- Exercise materials:
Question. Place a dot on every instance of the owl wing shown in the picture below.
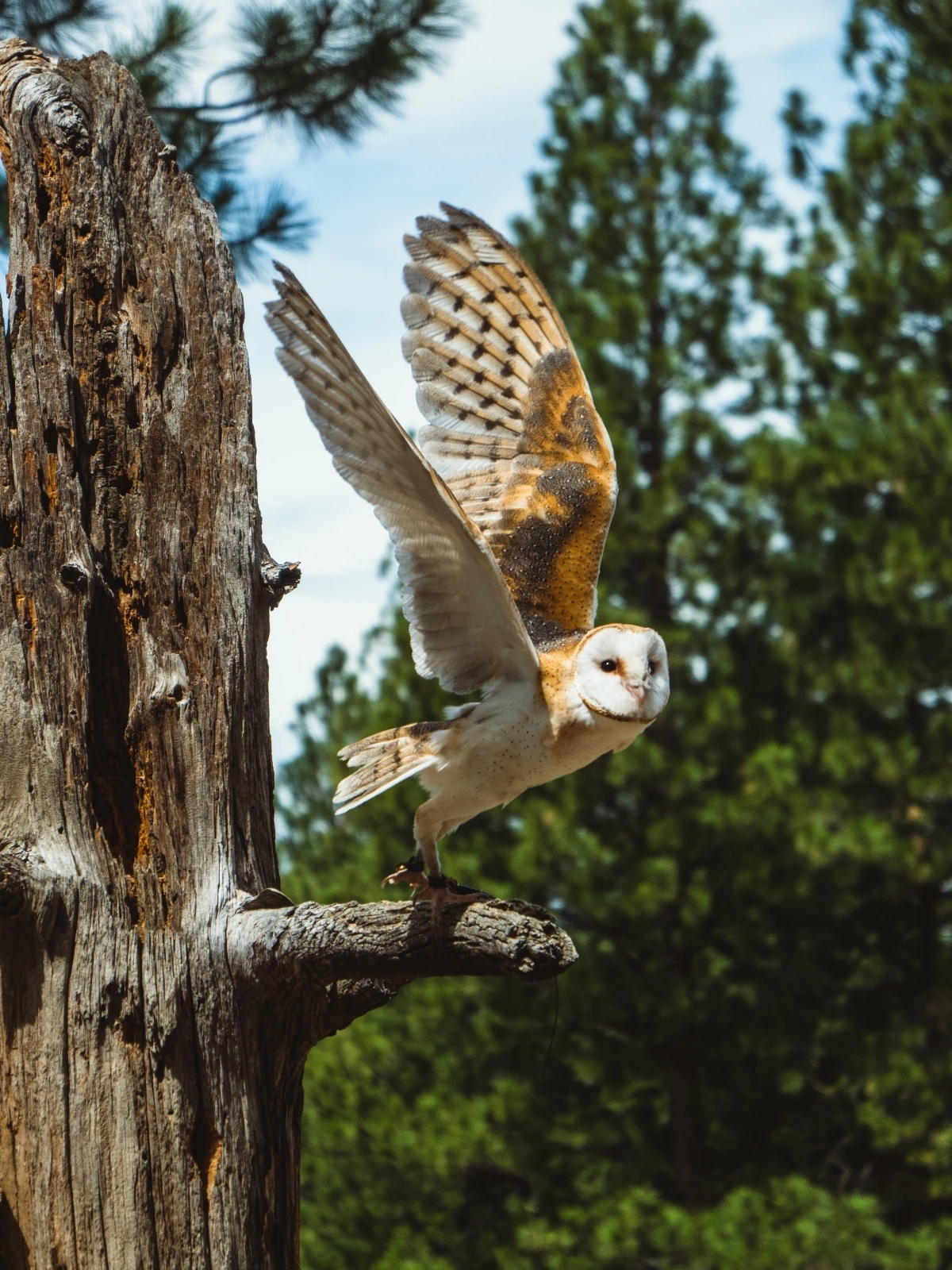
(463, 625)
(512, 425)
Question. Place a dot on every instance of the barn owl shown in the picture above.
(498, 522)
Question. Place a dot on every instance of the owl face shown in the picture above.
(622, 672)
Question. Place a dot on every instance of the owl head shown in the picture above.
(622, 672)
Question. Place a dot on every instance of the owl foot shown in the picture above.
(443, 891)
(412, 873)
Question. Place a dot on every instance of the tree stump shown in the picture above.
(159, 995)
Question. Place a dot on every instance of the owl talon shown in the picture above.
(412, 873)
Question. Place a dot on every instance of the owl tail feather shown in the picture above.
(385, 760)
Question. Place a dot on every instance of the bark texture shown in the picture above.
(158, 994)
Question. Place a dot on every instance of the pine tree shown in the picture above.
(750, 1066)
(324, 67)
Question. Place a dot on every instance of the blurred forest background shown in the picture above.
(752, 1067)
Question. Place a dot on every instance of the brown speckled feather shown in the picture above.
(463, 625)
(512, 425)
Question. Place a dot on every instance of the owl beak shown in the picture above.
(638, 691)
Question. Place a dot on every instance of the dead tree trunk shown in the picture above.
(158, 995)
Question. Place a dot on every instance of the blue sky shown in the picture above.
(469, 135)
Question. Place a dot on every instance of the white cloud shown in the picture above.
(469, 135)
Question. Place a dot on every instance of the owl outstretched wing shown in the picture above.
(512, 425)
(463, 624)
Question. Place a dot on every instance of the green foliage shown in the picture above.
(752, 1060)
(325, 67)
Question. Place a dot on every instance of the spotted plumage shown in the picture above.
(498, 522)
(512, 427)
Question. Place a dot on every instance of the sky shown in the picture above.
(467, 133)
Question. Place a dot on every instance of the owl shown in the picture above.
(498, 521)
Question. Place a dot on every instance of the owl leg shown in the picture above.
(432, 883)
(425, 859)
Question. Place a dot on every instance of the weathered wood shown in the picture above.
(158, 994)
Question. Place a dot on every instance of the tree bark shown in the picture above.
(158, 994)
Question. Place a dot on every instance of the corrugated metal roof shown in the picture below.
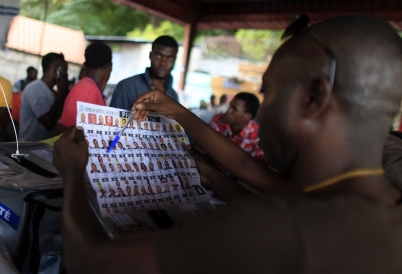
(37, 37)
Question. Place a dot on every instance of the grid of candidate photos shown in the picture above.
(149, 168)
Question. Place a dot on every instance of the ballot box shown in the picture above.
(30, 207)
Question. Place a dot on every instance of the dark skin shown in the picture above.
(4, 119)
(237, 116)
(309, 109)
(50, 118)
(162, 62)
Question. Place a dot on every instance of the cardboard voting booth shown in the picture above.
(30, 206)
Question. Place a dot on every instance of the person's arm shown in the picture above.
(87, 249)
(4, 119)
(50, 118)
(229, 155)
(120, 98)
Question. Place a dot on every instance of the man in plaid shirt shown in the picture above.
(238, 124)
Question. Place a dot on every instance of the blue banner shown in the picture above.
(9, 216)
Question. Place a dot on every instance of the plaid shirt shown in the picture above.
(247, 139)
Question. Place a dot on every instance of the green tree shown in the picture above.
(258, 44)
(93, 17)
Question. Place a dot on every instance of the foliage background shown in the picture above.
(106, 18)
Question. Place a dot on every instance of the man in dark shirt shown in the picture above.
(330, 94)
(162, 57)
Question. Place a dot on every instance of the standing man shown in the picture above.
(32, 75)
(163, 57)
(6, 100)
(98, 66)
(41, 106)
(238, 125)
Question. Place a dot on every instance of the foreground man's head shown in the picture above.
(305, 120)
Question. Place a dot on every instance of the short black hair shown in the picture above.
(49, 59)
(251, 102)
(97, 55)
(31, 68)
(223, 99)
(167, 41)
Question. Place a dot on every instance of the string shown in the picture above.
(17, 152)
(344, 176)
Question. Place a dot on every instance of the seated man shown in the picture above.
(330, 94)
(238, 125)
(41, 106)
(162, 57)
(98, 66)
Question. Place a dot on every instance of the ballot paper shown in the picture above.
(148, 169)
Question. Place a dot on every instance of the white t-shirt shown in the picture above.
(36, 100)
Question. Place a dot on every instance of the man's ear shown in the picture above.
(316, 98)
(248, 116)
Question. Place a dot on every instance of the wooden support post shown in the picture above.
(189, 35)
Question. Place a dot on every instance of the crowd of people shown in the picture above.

- About this task: Set every record down exactly, omitting pictures.

- Solution to the problem:
Question. Place a dot on every instance of the owl wing shown in the picture below.
(463, 625)
(512, 425)
Question. Place a dot on every instance of the barn owl shown in the picture above.
(498, 522)
Question. Place a dot on every instance of the owl face shown in the picture above.
(622, 672)
Question. Place a dot on every instance of the owl head shown in the picture above.
(622, 672)
Question. Place a dot on every instance of the owl foot shown in the picture above.
(443, 891)
(412, 873)
Question. Place a dot on every instance of the tree stump shown in the picture above.
(159, 995)
Question. Place a dot on every instance of the owl talon shown in the picture above.
(412, 873)
Question. Place a dot on every instance of the owl tail feather shown in the picture above.
(385, 760)
Question. Place a dot on every instance of the bark texture shown in the picture above.
(158, 994)
Question. Place a dot on every instance of the pine tree shown in the picture above.
(750, 1066)
(324, 67)
Question. Place a dot on every instance of the blurred forest background shown in the picture above.
(752, 1067)
Question. Place a dot on every instance of the brown speckled feather shown in the picture above.
(463, 625)
(512, 425)
Question. Place a dot on every instance of the owl beak shown in the picture above.
(638, 691)
Question. Place a dot on every instance of the dead tree trunk shown in the picture above.
(158, 995)
Question. Place a dot on every instance of the blue sky shown in the picture above.
(469, 135)
Question. Place a dot on every instance of the white cloud shown in the picture above.
(469, 135)
Question. Place a dot on every instance of the owl outstretched wing shown in the picture above.
(512, 425)
(463, 624)
Question. Place a dot on every instance of the green foliage shown in the picture above.
(752, 1060)
(325, 67)
Question. Place a dot on every instance of the spotted plumage shown in the picture above.
(498, 522)
(512, 427)
Question. Place a dot on every instance of the sky shown in the picture above.
(467, 133)
Question. Place a dot on every instance of the owl shown in the picture above.
(498, 521)
Question. Place a dot on every instance of the owl leg shown in the picture above.
(432, 883)
(425, 859)
Question. Place a dot on every instance of the weathered wood shown in the picture above.
(158, 994)
Question. Place a dot on every instance of the tree bark shown in the picture above.
(158, 994)
Question. Place a dot on every instance of the corrugated metal roof shown in the picture below.
(37, 37)
Question. Place a dot on every instance of the grid of candidate photos shown in the picture above.
(149, 168)
Question. Place a dot on every instance of the ballot box shown in the picture above.
(30, 207)
Question. Place a dot on every instance of the dark skin shown in the picture above.
(4, 119)
(237, 116)
(309, 109)
(50, 118)
(162, 62)
Question. Place a dot on every instance of the cardboard voting booth shown in the picture above.
(30, 206)
Question. Place a dot on every instance of the person's arm shown in the picture above.
(87, 249)
(4, 119)
(50, 118)
(229, 155)
(120, 98)
Question. Place a dot on every instance of the man in plaid shirt shown in the picture above.
(238, 124)
Question. Place a dot on every instance of the blue banner shown in the picture above.
(9, 216)
Question. Place a dot on every instance of the plaid shirt shown in the picture above.
(247, 139)
Question. Place a dot on every instance of the green tree shown in the picture above.
(258, 44)
(93, 17)
Question. Place a dot on every instance of the foliage background shown in the picture above.
(106, 18)
Question. Place a dot on every instance of the man in dark shirt shown in the picture above.
(330, 94)
(162, 57)
Question. Place a dot on every instance of the standing man shown in the picture above.
(32, 75)
(163, 57)
(6, 100)
(98, 66)
(41, 106)
(238, 125)
Question. Place a dot on every instance of the foreground man's head shown in the picture above.
(305, 120)
Question. Place a dot on every instance of the short black hair shown in the picture above.
(49, 59)
(251, 102)
(97, 55)
(31, 68)
(223, 99)
(167, 41)
Question. Place a dot on every instance of the string shown in the picture above.
(17, 152)
(344, 176)
Question. Place a dot on every instance of the seated man shown in the picture above.
(330, 94)
(238, 125)
(41, 106)
(162, 57)
(98, 66)
Question. Place a dot on every instance of the ballot paper shown in the picture above.
(148, 169)
Question. Place a dot on every instance of the white t-shirt shown in the picture above.
(36, 100)
Question. Place a dot on every instance of the man's ear shown in the picture above.
(316, 98)
(248, 116)
Question. Place a dot on every instance of the wooden support post shown in the picture above.
(189, 35)
Question. Place a dot on every instance of the crowd of people shown in the picture above.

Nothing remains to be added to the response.